** Document passage follows **
Stablecoins. Tether, the largest stablecoin globally, and its parent company, Bitfinex, were fined $42.5 million this month for lack of transparency regarding the composition of its reserves. Rather than being fully backed by US dollars, Tether is partially backed by assets like debt securities and bonds. As a centralized company, Bitfinex can be opaque about its books. DeFi platforms, by contrast, can create a more transparent stablecoin with reserves that can be checked by anyone on a blockchain. Dai is a decentralized stablecoin—anyone can create new Dai tokens if they offer enough other cryptos as collateral.
Lending protocols. Some DeFi protocols let users earn interest on crypto deposits or borrow more cryptos without having to go through a financial intermediary or pass long credit checks. The Compound protocol has processed more than $12 billion in loans as of October.
The challenges ahead:
High barrier to entry for everyday users. By now, you may have noticed it can be hard to wrap one's head around the DeFi sector. It's easy for users to make mistakes and suffer financial losses. That can put off further adoption: Mainstream users are often reluctant to trust a technology they don't understand with their money.
Lack of regulatory protection. Financial firms that act as intermediaries in the legacy financial system are heavily regulated, and consumers can rely on bodies like the SEC to police the sector and remedy any faults. But there are no legally recognized, centralized entities that can be held responsible for smart contract problems like a mistake in the code.
Prone to crime. DeFi losses from fraud and theft reached $10.5 billion this year, up from $1.5 billion in 2020. The confusion around how to use DeFi services and the lack of regulatory protection, combined with the significant money moving through these protocols, make it a fertile ground for illicit activity.
Crypto adoption. 2021 was the year of crypto adoption, with the global market hitting the $3 trillion mark for the first time earlier this month. And now that everyday people are accustomed to trading cryptos on the likes of Coinbase and Robinhood, many will be open to experimenting with more complex use cases. And consumer-facing fintechs like eToro are also adding DeFi services and removing the barriers to entry.
** End of Document passage **
** Records shown follows **
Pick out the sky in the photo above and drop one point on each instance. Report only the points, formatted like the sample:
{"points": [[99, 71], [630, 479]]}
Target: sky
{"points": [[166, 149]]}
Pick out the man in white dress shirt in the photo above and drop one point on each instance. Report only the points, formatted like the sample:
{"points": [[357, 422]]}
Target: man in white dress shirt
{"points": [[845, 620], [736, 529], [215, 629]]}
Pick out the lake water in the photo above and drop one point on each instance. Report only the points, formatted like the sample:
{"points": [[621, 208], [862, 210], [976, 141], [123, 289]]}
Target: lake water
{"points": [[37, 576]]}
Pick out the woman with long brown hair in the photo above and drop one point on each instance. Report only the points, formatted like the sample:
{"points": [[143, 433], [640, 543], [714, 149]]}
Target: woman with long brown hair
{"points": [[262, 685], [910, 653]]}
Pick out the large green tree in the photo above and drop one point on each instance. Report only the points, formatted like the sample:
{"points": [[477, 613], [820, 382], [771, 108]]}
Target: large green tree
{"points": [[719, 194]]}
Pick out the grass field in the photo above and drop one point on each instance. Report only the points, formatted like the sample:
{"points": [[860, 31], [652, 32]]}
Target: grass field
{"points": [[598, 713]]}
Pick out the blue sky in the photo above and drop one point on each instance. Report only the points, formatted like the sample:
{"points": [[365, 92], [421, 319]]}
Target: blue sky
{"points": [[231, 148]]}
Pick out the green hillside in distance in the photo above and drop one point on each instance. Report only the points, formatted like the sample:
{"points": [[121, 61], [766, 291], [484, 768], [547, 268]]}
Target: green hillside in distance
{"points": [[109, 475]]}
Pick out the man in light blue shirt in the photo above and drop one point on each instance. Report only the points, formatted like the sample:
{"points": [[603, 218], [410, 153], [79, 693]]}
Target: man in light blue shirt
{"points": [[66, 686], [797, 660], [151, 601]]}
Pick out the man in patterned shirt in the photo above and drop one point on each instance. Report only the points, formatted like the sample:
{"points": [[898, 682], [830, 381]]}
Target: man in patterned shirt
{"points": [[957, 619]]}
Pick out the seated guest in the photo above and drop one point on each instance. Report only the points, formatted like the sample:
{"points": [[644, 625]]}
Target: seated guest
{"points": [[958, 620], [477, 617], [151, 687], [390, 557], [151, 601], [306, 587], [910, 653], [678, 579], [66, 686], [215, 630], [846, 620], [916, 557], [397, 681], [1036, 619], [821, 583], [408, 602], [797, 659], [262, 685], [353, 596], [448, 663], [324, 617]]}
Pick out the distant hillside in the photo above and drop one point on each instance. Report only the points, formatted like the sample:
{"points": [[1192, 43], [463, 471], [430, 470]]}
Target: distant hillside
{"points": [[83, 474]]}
** End of Records shown **
◆ **Exercise instructions**:
(1) According to the DeFi passage, how much in loans had the Compound protocol processed as of October?
(2) Please turn the DeFi passage's paragraph beginning "Prone to crime" into a short bulleted list that keeps its main facts.

◆ **Results for each task**:
(1) More than $12 billion.

(2)
- DeFi losses from fraud and theft reached $10.5 billion this year, up from $1.5 billion in 2020.
- Three factors make DeFi fertile ground for illicit activity:
  - confusion about how to use DeFi services
  - lack of regulatory protection
  - the significant money moving through these protocols